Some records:
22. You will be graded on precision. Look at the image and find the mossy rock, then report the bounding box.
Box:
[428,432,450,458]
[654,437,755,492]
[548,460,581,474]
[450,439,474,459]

Job: Please rewrite the listing above with "mossy rock" replaced by "lichen-covered stone" and everything else left unchanged.

The reply:
22. You will be graded on precision. Look at the image and find the lichen-covered stone, then report the bounding box.
Box:
[428,432,450,458]
[654,437,755,492]
[548,460,581,474]
[450,439,474,459]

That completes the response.